### Exercise description
Read through the lines below and copy the ones holding the string "every".

### Source data
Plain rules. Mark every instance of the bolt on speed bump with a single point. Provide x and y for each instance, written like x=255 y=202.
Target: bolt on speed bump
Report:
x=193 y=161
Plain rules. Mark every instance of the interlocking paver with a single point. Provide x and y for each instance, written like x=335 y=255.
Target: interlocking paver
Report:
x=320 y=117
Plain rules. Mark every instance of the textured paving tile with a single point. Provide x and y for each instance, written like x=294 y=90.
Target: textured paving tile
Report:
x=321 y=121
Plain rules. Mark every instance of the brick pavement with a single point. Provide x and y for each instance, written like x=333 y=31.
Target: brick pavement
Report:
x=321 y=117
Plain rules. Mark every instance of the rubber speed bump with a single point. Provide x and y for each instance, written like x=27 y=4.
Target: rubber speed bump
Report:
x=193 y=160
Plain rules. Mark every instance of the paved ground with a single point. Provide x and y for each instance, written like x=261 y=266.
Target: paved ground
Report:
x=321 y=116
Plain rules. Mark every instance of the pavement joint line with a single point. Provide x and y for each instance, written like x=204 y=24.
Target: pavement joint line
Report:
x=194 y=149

### Exercise result
Plain rules. Mark every instance of the bolt on speed bump with a single point. Provide x and y for each instance, written like x=255 y=202.
Plain rules. Mark every instance of the interlocking paver with a single point. Provide x and y for each instance, written like x=335 y=255.
Plain rules. Mark every instance of the textured paving tile with a single point. Provide x and y for each instance, written like x=294 y=90.
Plain rules. Mark every instance of the brick pavement with a single point. Provide x and y for each instance, written like x=333 y=31.
Plain rules. Mark every instance of the rubber speed bump with a single point. Provide x and y for each instance, written like x=27 y=4.
Plain rules. Mark every instance of the paved ground with a single point. Provide x and y for each instance, written like x=261 y=266.
Plain rules. Mark every instance of the pavement joint line with a single point. Provide x and y for each instance, written like x=204 y=24.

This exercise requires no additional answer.